**Cosa fare:**
Ricopia senza modifiche il brano del testo sulla riforma del Terzo settore compreso tra "Il nuovo Codice, in" e "dei principi costituzionali.", estremi inclusi.

Il nuovo Codice, in vigore dal 3.8.2017, si compone di 104 articoli suddivisi in dodici Titoli e ha l’obiettivo di riformare tutta la normativa degli enti del Terzo settore al fine di sostenere l’autonoma iniziativa dei cittadini che concorrono, anche in forma associata, a perseguire il bene comune, ad elevare i livelli di cittadinanza attiva, di coesione e protezione sociale, favorendo la partecipazione, l’inclusione e il pieno sviluppo della persona e valorizzando il potenziale di crescita e di occupazione lavorativa, in attuazione dei principi costituzionali.

1. Terzo Settore: aspetti generali della normativa

Prima di approfondire gli aspetti sostanziali della riforma del Terzo Settore pare doveroso mettere in evidenza gli aspetti normativi che, nel corso degli ultimi mesi, hanno inciso sulla relativa disciplina fiscale. Tale aspetto, in apparenza superfluo, mette in evidenza, invece, i tre distinti interventi posti in essere dal Legislatore. In particolare, con:

  • il D.Lgs. 3.7.2017, n. 112, pubblicato nella G.U. del 19.7.2017, n. 167, è stata modificata la disciplina relativa all’impresa sociale;
  • il D.Lgs. 3.7.2017, n. 111, pubblicato nella G.U. il 18.7.2017 n. 166, vengono stabilite le regole in materia di 5 per mille dell’Irpef;
  • infine, con il D.Lgs. 3.7.2017, n. 117, pubblicato nel S.O. n. 43 alla G.U. 2.8.2017, n. 179, vengono stabilite le norme relative al Codice del Terzo Settore, attuative dell’art. 1, co. 2, lett. b), L. 6.6.2016, n. 106.

**Materiale fornito:**
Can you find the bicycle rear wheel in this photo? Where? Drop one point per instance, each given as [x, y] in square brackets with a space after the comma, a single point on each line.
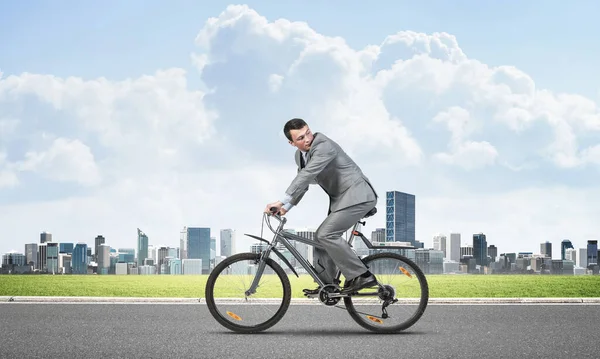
[232, 308]
[404, 284]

**Risultato completo:**
Il nuovo Codice, in vigore dal 3.8.2017, si compone di 104 articoli suddivisi in dodici Titoli e ha l’obiettivo di riformare tutta la normativa degli enti del Terzo settore al fine di sostenere l’autonoma iniziativa dei cittadini che concorrono, anche in forma associata, a perseguire il bene comune, ad elevare i livelli di cittadinanza attiva, di coesione e protezione sociale, favorendo la partecipazione, l’inclusione e il pieno sviluppo della persona e valorizzando il potenziale di crescita e di occupazione lavorativa, in attuazione dei principi costituzionali.